ECLI:NL:RBNHO:2021:10078

Rechtbank Noord-Holland

Datum uitspraak
1 november 2021
Publicatiedatum
9 november 2021
Zaaknummer
9476116
Instantie
Rechtbank Noord-Holland
Type
Uitspraak
Rechtsgebied
Civiel recht
Procedures
  • Eerste aanleg - enkelvoudig
Rechters
Vindplaatsen
  • Rechtspraak.nl
AI samenvatting door LexboostAutomatisch gegenereerd

Afwijzing vordering tot schorsing van concurrentiebeding in kort geding

In deze zaak heeft de kantonrechter in kort geding geoordeeld over de vordering van een werknemer, hierna te noemen [eiser], om het tussen hem en zijn werkgever, Van Mossel Citroën B.V., overeengekomen concurrentiebeding te schorsen. De werknemer had zijn arbeidsovereenkomst opgezegd en wilde bij een concurrent gaan werken, maar het concurrentiebeding verbood dit. De kantonrechter heeft de vordering van [eiser] afgewezen, omdat de belangen van de werkgever bij handhaving van het concurrentiebeding zwaarder wegen dan die van de werknemer bij schorsing. De kantonrechter oordeelde dat Van Mossel voldoende aannemelijk heeft gemaakt dat [eiser] over vertrouwelijke bedrijfsinformatie beschikt die hij bij zijn nieuwe werkgever zou kunnen gebruiken, wat een concurrentievoordeel zou opleveren. De kantonrechter benadrukte dat de werknemer onvoldoende had onderbouwd dat zijn belangen zwaarder wegen dan die van de werkgever. De vordering werd afgewezen en de proceskosten werden aan de werknemer opgelegd.

Uitspraak

RECHTBANK NOORD-HOLLAND

Handel, Kanton en Bewind
locatie Zaanstad
Zaaknr./rolnr.: 9476116 \ VV EXPL 21-89
Uitspraakdatum: 1 november 2021
Vonnis van de kantonrechter in kort geding in de zaak van:
[eiser]
wonende te [woonplaats]
eiser
verder te noemen: [eiser]
gemachtigde: mr. P.C. Seghers
tegen
de besloten vennootschap
Van Mossel Citroën B.V.
gevestigd te Amsterdam
gedaagde
verder te noemen: Van Mossel
gemachtigde: mr. T.P.M.D. Jansen
De zaak in het kort
De werknemer in deze zaak heeft de arbeidsovereenkomst met zijn werkgever opgezegd. De werknemer wil bij een concurrent van de werkgever gaan werken. Het tussen partijen overeengekomen concurrentiebeding verbiedt dat. De werknemer vordert daarom in kort geding schorsing van dat concurrentiebeding. De kantonrechter wijst de vordering af. Naar het oordeel van de kantonrechter wegen de belangen van de werkgever bij handhaving van het concurrentiebeding namelijk zwaarder dan de belangen van de werknemer.

1.Het procesverloop

1.1.

### Gegevensset
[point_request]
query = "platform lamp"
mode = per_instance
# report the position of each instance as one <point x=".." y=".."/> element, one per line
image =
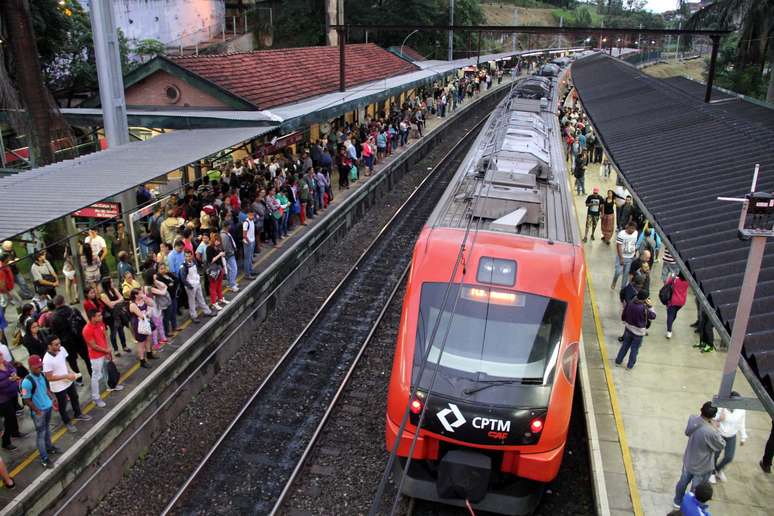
<point x="756" y="224"/>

### Opdrachten
1. Geef de tekst uit het bronfragment letterlijk weer, van "gevestigd te Amsterdam" tot en met "van de werknemer.".
2. Zet de alinea uit het bronfragment die begint met "De werknemer in deze zaak heeft de arbeidsovereenkomst" om in een beknopte opsomming met de belangrijkste feiten.
3. In welke plaats is Van Mossel Citroën B.V. volgens het bronfragment gevestigd?
Voor het uitvoeren van de opdrachten zijn de regels niet nodig.

### Antwoorden per opdracht
1.
gevestigd te Amsterdam
gedaagde
verder te noemen: Van Mossel
gemachtigde: mr. T.P.M.D. Jansen
De zaak in het kort
De werknemer in deze zaak heeft de arbeidsovereenkomst met zijn werkgever opgezegd. De werknemer wil bij een concurrent van de werkgever gaan werken. Het tussen partijen overeengekomen concurrentiebeding verbiedt dat. De werknemer vordert daarom in kort geding schorsing van dat concurrentiebeding. De kantonrechter wijst de vordering af. Naar het oordeel van de kantonrechter wegen de belangen van de werkgever bij handhaving van het concurrentiebeding namelijk zwaarder dan de belangen van de werknemer.

2.
- De werknemer heeft de arbeidsovereenkomst met zijn werkgever opgezegd.
- Hij wil bij een concurrent van de werkgever gaan werken.
- Het concurrentiebeding tussen de partijen verbiedt dat.
- In kort geding vordert hij daarom schorsing van het concurrentiebeding.
- De kantonrechter wijst de vordering af, omdat de belangen van de werkgever bij handhaving van het beding zwaarder wegen dan die van de werknemer.

3. In Amsterdam.